_What you should do_
These entries must be printed again exactly as they are.

_Data listing_
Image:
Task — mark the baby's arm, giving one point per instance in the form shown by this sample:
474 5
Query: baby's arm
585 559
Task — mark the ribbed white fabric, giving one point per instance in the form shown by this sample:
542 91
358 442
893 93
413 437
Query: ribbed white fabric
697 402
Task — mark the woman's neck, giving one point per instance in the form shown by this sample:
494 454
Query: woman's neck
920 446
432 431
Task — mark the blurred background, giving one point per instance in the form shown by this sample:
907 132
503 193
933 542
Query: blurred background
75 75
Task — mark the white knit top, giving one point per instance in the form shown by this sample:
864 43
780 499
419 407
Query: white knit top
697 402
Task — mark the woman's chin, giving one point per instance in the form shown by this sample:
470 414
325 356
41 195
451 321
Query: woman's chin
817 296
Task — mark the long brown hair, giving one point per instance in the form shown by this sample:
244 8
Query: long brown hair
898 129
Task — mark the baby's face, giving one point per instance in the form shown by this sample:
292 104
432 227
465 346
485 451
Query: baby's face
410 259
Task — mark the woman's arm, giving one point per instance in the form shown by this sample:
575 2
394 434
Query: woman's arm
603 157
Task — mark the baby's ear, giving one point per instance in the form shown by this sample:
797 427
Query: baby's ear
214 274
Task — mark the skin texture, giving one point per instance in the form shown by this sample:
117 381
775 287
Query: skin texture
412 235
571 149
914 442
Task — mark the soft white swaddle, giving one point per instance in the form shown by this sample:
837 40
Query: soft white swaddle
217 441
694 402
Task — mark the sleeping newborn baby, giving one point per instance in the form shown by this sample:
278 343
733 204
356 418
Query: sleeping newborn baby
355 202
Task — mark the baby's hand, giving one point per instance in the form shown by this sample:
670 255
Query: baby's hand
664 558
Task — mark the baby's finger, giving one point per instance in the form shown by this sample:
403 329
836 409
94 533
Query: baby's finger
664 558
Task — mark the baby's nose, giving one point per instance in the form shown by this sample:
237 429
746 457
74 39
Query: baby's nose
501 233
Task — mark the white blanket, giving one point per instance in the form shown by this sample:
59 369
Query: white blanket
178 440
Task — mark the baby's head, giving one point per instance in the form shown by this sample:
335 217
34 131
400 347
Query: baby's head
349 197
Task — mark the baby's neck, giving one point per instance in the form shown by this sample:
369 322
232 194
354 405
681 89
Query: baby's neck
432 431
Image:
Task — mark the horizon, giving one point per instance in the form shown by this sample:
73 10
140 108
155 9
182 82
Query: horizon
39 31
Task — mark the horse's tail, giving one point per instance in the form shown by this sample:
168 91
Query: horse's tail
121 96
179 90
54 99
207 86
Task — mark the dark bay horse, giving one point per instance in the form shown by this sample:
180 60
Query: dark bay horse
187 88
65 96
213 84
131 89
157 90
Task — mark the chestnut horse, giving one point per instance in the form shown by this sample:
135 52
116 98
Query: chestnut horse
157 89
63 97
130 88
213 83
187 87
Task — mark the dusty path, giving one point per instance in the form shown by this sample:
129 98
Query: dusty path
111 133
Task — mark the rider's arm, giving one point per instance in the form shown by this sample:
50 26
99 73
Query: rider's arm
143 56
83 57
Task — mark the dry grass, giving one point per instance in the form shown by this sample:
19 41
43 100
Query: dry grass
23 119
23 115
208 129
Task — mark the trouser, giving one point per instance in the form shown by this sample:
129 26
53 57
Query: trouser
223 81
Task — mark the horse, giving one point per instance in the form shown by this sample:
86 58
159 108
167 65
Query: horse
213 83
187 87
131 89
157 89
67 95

_Result for this exercise_
Image:
Task — mark the baby's arm, giving one point per instance in the form shown by this sample:
474 5
Query: baby's arm
585 559
Task — mark the ribbed white fabric, giving one point per instance in the form shown by this sample:
542 91
358 442
893 93
413 437
Query: ribbed white fabric
697 402
Task — mark the woman's neck, giving one point per instance in the form shown by this sample:
494 454
Query: woman's neck
920 446
432 431
Task — mark the blurred background, giving one point per instance in the form shown by this sample:
907 132
503 193
933 542
Query: blurred background
75 75
Task — mark the white knit top, giving one point per instance in the form shown by this sample:
864 43
780 499
419 407
Query: white knit top
697 402
Task — mark the woman's chin, giving one point per instance in the form shown by this sample:
470 414
325 356
41 195
451 321
Query: woman's chin
817 296
Task — mark the long brown hair, giving one point per instance in the form shown by this sample:
244 8
Query: long brown hair
898 129
Task — mark the baby's face, giving one point per instance in the form shown by this sample:
292 104
432 227
465 346
485 451
Query: baby's face
410 259
Task — mark the woman's arm, giving one point per instance in the form shown by this sample:
575 2
394 434
Query: woman's arm
603 157
Task — mark the baby's ear, giving one point per instance in the form shown by this sample:
797 427
Query: baby's ear
214 274
Task — mark the skin texture, giving one point per instance in the form shown by this sample:
117 381
775 287
Query: skin texture
412 235
571 149
914 442
Task — mark the soft white swaddle, giving one point per instance in the form shown by this sample:
837 40
Query: soft white swaddle
217 441
694 402
Task — mark the sleeping newborn baby, giving one point per instance in the form shown by this sample:
278 343
733 204
356 418
Query: sleeping newborn baby
355 202
Task — mark the baby's hand, giving one point per instance in the form shown by this sample:
670 255
Query: baby's hand
664 558
Task — mark the baby's finger, giving one point per instance in the form shown by this sample:
403 329
836 409
94 533
Query: baby's finger
664 558
Task — mark the baby's nose, giving one point per instance in the form shown by this sample:
237 429
746 457
74 39
Query: baby's nose
501 233
Task — mark the white blanket, giving one point per instance in the form shown by this sample:
59 369
Query: white blanket
178 440
Task — mark the baby's head, giving one point per instance in the form shown by this sample:
335 217
34 131
400 347
Query: baby's head
349 197
Task — mark the baby's neck, giving one point per instance in the form shown by this sample:
369 322
232 194
354 405
681 89
Query: baby's neck
432 431
Image:
Task — mark the horizon, giving one point per instance in the form shown by this sample:
73 10
140 108
155 9
182 82
Query: horizon
39 31
Task — mark the horse's tail, giving one point per instance in the form shown by this sample:
168 91
Query: horse's tail
121 96
179 90
54 99
207 86
Task — mark the dark bay horse, giving one point per instance in the form shown by this sample:
180 60
Query: dark bay horse
187 88
65 96
213 84
131 89
157 90
Task — mark the chestnut horse, giving one point per instance in the form shown by this sample:
135 52
116 98
Query: chestnut horse
157 89
63 97
130 88
213 83
187 87
Task — mark the dusty path, giving one point per instance in the form shown by this sample:
129 98
Query: dusty path
111 133
Task — mark the rider's arm, giving one point per instance in the form shown by this sample:
50 26
99 73
Query: rider's arm
143 56
83 57
Task — mark the dry grass, giving one point per instance in the form shown by this sample:
19 41
43 100
Query: dry grass
23 119
23 115
208 129
Task — mark the trouser, giving one point per instance in the form shown by this sample:
129 26
53 57
Query: trouser
223 81
Task — mark the horse, giving one point per instance in the form shown by this sample:
86 58
159 108
167 65
Query: horse
213 83
187 87
131 89
157 89
67 95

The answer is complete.